(Collected data)

----

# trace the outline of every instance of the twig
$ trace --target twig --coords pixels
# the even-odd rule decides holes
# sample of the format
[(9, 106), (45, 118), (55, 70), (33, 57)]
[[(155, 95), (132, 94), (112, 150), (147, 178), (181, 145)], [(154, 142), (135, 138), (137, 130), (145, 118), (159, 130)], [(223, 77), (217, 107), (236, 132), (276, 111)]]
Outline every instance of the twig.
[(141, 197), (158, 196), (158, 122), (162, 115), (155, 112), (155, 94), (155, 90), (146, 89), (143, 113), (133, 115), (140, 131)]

----

_Action item_
What lines in the data above contain the word "trace"? Show them all.

_Result of this task_
# trace the outline of every instance of the twig
$ trace --target twig --coords pixels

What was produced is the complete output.